Text excerpt:
** Begin **
In [92]:
import pandas as pd
import os

%matplotlib inline

import matplotlib.pyplot as plt
plt.rcParams["figure.figsize"] = (8,8)

decklists_path = 'data/decks/'

# card_popularity.csv should be updated after each draft

class CardAnalytics():
    def __init__(self):
        self.cube_data = {} # dictionary, draft_id : [list of cards]
        self.deck_data = {} # dictionary, draft_id : [lis of cards]
        self.loadAllCubes()
        self.loadAllDecks()
        self.calculateBaseExpectedPopularity()
        self.buildCardInfo()
        self.buildCardPopularity()
        # self.saveCardPopularity() # use only after new data is available, so after each draft
        # self.visualiseCardPopularityOverTime('Sol Ring')
        # self.visualiseAllCardPopularityOverTime() # created all relevant graph files for further processing

    def loadAllCubes(self):
        reconstructed_path = 'data/reconstructed/'
        rec_filenames = os.listdir('data/reconstructed')
        numbered_path = 'data/cubes/'
        cube_filenames = os.listdir('data/cubes')
        
        for r in rec_filenames:
            my_file = open(reconstructed_path+r, 'r')
            my_string = my_file.read()
            my_string = my_string.replace('\r', '')
            my_list = my_string.split('\n')
            if len(my_list) < 540:
                cardlist = my_list
                
            else:
                tmp_list = []
                for c in my_list:
                    if c !='':
                        tmp = c.split(' ')
                        tmp_list.append(" ".join(tmp[1:]))
                cardlist = tmp_list
                
            r = r.replace('.txt', '')
            tmp = r.split('_')
            draft_id = tmp[1]+'_'+tmp[2]
                
            self.cube_data[draft_id] = cardlist
        
        for c in cube_filenames:
            my_file = open(numbered_path+c, 'r')
            my_string = my_file.read()
            my_string = my_string.replace('\r', '')
            my_list = my_string.split('\n')
            if len(my_list) < 540:
                cardlist = my_list
                
            else:
                tmp_list = []
                for cd in my_list:
                    if cd !='':
                        tmp = cd.split(' ')
                        tmp_list.append(" ".join(tmp[1:]))
                cardlist = tmp_list
                
            c = c.replace('.txt', '')
            tmp = c.split('_')
            draft_id = tmp[1]+'_'+tmp[2]  
                
            self.cube_data[draft_id] = cardlist
        
    def loadAllDecks(self):
        tmp = os.listdir(decklists_path)
        deckfiles = []
        for i in tmp:
            deckfiles.append(i.replace('~', ''))
** End **
Challenge A: Print the card analytics code from "self.calculateBaseExpectedPopularity()" up to and including "# self.visualiseCardPopularityOverTime('Sol Ring')".
Challenge B: In the card analytics code, what number is the length of my_list checked against?
Challenge C: Translate this comment from the card analytics code into German: "card_popularity.csv should be updated after each draft"
The records after this point aren't needed.

Raw data:
** Begin **
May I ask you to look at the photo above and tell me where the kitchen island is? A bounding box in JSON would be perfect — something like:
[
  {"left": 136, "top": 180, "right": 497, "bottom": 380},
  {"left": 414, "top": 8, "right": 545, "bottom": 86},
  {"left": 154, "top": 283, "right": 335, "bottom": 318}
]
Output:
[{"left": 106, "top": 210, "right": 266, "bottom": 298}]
** End **
Correct response A:
self.calculateBaseExpectedPopularity()
        self.buildCardInfo()
        self.buildCardPopularity()
        # self.saveCardPopularity() # use only after new data is available, so after each draft
        # self.visualiseCardPopularityOverTime('Sol Ring')

Correct response B: 540

Correct response C: card_popularity.csv sollte nach jedem Draft aktualisiert werden